[Records from a data source]
--------------------

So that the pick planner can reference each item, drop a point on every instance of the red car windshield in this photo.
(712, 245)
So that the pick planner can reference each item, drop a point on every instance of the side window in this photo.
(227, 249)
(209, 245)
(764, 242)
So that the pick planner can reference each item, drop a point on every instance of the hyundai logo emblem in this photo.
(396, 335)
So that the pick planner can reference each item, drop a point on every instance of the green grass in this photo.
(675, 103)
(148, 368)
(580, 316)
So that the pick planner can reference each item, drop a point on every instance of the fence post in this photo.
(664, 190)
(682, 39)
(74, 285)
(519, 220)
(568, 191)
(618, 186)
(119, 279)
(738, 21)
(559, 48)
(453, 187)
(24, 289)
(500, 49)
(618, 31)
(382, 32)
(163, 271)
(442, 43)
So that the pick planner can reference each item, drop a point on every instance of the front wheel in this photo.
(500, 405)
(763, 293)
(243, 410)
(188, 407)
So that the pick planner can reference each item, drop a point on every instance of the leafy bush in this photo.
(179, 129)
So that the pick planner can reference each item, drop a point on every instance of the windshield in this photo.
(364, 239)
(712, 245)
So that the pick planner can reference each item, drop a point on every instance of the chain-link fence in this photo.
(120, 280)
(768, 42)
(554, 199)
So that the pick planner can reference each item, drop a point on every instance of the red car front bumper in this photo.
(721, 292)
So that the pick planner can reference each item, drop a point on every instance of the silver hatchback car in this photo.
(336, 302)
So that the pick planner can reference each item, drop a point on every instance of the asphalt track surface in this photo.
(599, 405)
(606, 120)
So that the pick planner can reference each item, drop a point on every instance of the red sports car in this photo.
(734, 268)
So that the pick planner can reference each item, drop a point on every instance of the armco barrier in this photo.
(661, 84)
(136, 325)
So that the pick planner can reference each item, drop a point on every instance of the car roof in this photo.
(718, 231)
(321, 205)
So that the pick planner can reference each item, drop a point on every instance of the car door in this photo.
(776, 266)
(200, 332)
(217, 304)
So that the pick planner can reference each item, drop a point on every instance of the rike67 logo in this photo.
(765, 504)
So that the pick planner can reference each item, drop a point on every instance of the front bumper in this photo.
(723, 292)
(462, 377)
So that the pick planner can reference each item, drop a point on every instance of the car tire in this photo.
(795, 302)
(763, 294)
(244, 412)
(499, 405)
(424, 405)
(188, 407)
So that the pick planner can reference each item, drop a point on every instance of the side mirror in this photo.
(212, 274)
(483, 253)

--------------------

- **What is being asked**
Copy out every one of the lines above, word for word.

- **Response to this task**
So that the pick planner can reference each item, drop a point on every instance of the red car windshield in this photo.
(712, 245)
So that the pick planner can reference each item, drop a point on every instance of the side window in this photo.
(227, 249)
(209, 245)
(764, 242)
So that the pick planner can reference each item, drop a point on every instance of the hyundai logo emblem in this photo.
(396, 335)
So that the pick planner can reference each item, drop a point on every instance of the green grass in this photo.
(675, 103)
(148, 368)
(580, 316)
So that the pick planner can reference each item, drop a point on every instance of the fence post in this photo.
(664, 190)
(682, 39)
(74, 285)
(519, 220)
(568, 191)
(618, 186)
(119, 279)
(738, 21)
(559, 48)
(453, 187)
(24, 289)
(500, 49)
(618, 31)
(382, 32)
(163, 271)
(442, 43)
So that the pick planner can reference each item, drop a point on every instance of the front wheel in this photo.
(500, 405)
(763, 293)
(243, 410)
(188, 407)
So that the pick planner can reference each item, drop a point on every instance of the leafy bush in this photo.
(179, 129)
So that the pick planner can reference each item, drop a point on every instance of the windshield in this photo.
(364, 239)
(712, 245)
So that the pick planner can reference each item, drop a point on every instance of the chain-link fence in this photo.
(120, 280)
(768, 42)
(554, 199)
So that the pick planner can reference each item, drop a point on every instance of the red car front bumper in this photo.
(721, 292)
So that the pick planner can reference each item, drop a point on every instance of the silver hatchback car in this photo.
(336, 302)
So that the pick planner can reference each item, drop a point on every instance of the asphalt track surface in this photo.
(599, 405)
(606, 120)
So that the pick planner can reference each item, drop a point on every instance of the red sports car in this photo.
(734, 268)
So that the pick planner can reference each item, drop a point on every instance of the armco barrier in this photo.
(661, 84)
(136, 325)
So that the pick planner can reference each item, drop a point on every instance of the car roof in this photo.
(718, 231)
(321, 205)
So that the pick planner can reference each item, drop a point on every instance of the car door in this photo.
(776, 266)
(200, 332)
(217, 304)
So that the pick planner can reference each item, drop a point on every instance of the rike67 logo in this photo.
(765, 504)
So that the pick planner can reference each item, drop a point on every instance of the front bumper in this photo.
(723, 292)
(462, 377)
So that the pick planner can reference each item, drop a point on every instance of the car tire in this photo.
(795, 302)
(763, 294)
(244, 412)
(499, 405)
(424, 405)
(188, 407)
So that the pick planner can reference each item, drop a point on every instance of the side mirror in this photo.
(212, 274)
(483, 253)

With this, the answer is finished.